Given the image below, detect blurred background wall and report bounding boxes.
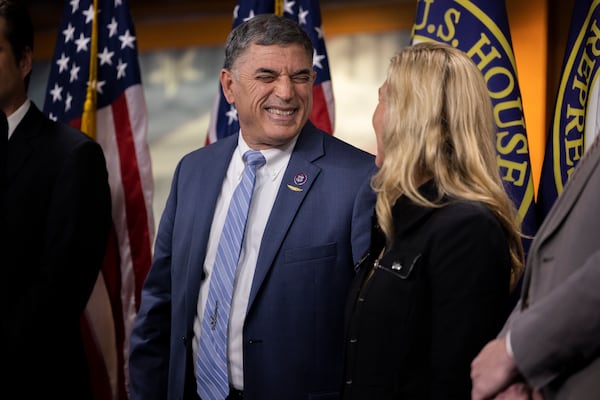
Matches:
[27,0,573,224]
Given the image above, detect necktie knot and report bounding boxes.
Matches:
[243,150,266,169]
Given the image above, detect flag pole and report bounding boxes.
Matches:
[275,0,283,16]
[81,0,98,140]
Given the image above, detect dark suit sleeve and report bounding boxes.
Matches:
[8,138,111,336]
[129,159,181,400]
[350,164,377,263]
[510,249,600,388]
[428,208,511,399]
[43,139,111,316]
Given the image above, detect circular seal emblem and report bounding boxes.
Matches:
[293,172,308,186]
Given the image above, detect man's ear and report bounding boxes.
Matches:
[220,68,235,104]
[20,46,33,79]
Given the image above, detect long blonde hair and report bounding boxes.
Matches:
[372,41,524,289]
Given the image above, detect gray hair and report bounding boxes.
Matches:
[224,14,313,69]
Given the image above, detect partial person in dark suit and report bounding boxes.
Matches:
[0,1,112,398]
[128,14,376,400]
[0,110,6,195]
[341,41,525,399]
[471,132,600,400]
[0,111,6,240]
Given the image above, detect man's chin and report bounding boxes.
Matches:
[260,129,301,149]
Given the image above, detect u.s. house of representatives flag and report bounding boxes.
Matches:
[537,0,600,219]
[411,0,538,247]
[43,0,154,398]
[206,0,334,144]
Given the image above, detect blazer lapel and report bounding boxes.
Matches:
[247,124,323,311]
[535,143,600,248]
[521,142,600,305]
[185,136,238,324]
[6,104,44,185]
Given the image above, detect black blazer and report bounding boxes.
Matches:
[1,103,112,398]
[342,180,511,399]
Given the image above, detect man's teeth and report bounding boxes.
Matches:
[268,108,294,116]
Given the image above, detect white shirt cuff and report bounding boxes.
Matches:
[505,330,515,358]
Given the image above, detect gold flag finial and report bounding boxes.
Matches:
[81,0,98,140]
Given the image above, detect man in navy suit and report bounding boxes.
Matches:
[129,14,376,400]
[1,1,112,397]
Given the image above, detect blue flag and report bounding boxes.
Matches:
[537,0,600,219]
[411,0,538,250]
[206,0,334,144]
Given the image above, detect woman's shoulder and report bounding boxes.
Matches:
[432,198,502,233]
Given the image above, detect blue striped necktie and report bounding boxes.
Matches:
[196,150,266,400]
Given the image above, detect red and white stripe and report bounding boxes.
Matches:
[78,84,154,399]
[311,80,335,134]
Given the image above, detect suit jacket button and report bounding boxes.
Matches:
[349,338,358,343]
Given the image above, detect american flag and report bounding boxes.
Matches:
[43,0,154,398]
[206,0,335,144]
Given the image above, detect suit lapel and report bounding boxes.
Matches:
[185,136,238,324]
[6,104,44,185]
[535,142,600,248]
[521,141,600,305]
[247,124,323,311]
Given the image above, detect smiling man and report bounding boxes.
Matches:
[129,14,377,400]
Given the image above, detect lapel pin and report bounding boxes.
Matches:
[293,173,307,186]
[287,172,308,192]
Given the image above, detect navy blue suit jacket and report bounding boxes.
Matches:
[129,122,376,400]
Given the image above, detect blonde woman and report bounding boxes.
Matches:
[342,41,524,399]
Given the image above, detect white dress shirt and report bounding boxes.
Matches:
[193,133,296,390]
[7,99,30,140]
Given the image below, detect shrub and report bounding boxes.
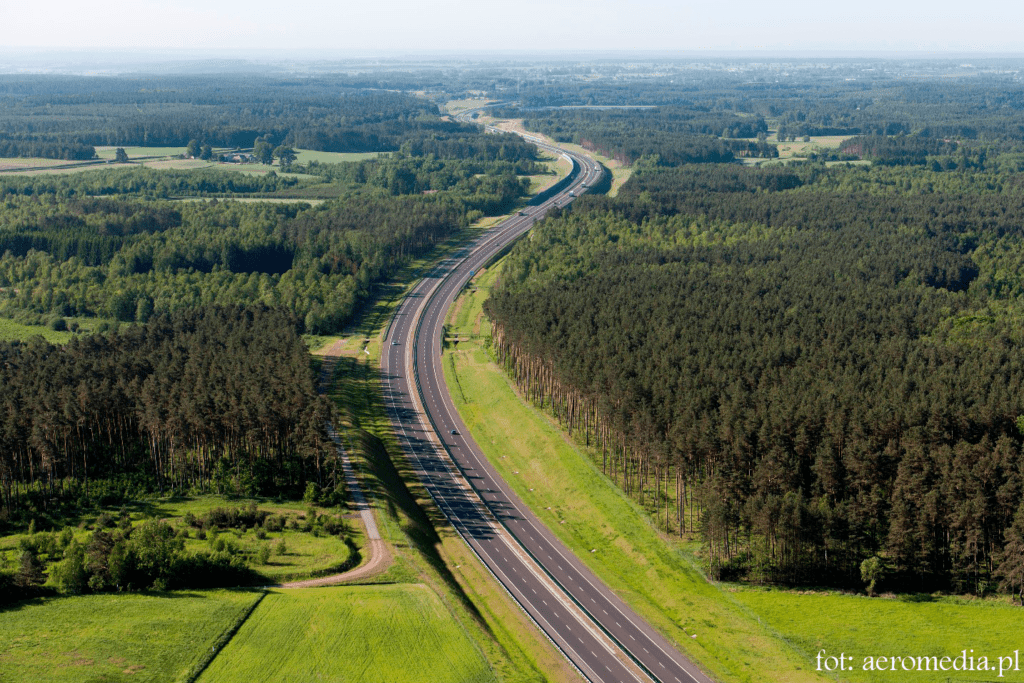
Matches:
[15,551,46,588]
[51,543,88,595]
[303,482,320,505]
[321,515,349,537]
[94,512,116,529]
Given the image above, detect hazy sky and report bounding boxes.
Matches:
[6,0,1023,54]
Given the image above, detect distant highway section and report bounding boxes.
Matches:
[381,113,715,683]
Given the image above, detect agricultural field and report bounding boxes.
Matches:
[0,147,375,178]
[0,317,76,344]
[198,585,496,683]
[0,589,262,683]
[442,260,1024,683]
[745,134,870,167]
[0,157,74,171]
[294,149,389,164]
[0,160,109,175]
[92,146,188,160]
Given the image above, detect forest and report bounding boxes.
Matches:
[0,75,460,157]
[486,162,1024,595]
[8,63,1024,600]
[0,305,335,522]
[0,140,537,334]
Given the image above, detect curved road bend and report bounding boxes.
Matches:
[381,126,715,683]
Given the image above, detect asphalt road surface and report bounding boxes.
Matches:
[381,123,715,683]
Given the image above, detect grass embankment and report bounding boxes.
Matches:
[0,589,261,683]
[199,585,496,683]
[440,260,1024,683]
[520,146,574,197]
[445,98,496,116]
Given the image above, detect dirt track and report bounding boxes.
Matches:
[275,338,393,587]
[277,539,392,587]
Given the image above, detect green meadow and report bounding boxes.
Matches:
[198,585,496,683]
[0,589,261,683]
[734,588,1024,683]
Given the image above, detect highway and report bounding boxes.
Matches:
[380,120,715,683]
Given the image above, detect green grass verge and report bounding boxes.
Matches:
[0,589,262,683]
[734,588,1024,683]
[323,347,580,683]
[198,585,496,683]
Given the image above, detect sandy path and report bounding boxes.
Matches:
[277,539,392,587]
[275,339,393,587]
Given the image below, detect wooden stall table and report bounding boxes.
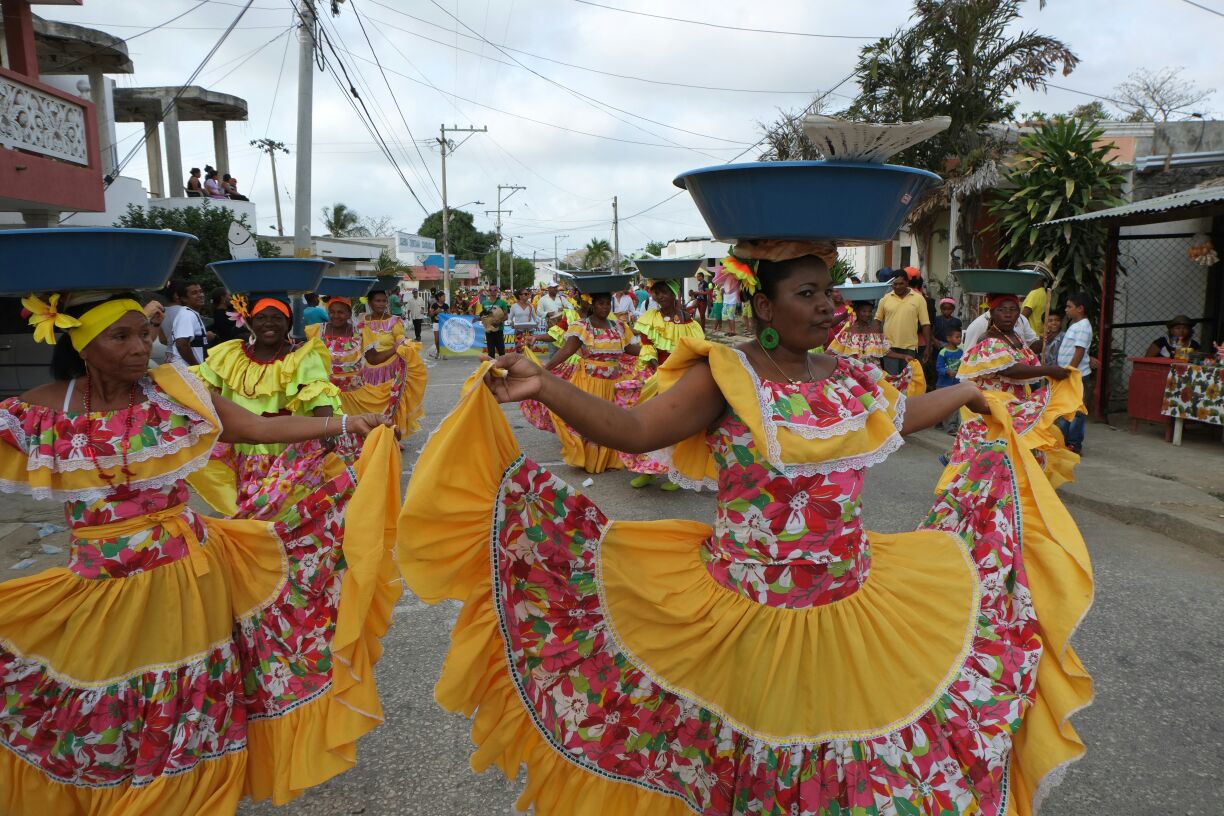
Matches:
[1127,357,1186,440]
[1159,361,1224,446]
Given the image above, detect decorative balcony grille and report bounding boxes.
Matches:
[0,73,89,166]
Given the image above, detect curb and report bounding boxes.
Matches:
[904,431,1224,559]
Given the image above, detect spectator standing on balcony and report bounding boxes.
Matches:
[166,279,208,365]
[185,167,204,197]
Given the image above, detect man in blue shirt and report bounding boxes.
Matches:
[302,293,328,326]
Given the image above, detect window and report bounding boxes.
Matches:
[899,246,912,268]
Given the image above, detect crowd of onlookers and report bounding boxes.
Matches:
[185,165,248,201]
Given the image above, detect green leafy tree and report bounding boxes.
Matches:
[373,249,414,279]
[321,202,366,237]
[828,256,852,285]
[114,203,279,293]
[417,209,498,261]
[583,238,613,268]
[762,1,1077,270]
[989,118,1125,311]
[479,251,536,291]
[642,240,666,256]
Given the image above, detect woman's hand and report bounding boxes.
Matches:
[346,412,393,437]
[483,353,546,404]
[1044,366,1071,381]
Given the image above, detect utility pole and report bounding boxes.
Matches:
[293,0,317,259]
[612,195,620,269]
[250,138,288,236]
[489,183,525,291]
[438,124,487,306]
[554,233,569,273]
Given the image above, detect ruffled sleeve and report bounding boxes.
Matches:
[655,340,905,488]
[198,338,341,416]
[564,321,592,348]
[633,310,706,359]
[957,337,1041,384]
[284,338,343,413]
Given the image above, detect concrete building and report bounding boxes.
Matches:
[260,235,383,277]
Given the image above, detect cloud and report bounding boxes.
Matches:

================================

■ ACTIVITY: Retype exactly the span of lines from the one with "Given the image above, detect spectator" through the one with "Given the image above, detect green leafy"; include both ends and omit the rest of the material.

■ SOLUTION TO THE PROBLEM:
Given the image above, detect spectator standing on balcony and report bounding boxes.
Matches:
[166,279,208,365]
[185,167,204,197]
Given the image above, detect man in blue shirt and report bounding boxes.
Matches:
[302,293,328,326]
Given the image above, detect window and report bounding boxes.
Matches:
[899,246,912,268]
Given the image above, detect crowd of onlookers and report bounding boxes.
Matches:
[185,165,248,201]
Given the image above, detect green leafy tree and report bounding boxes.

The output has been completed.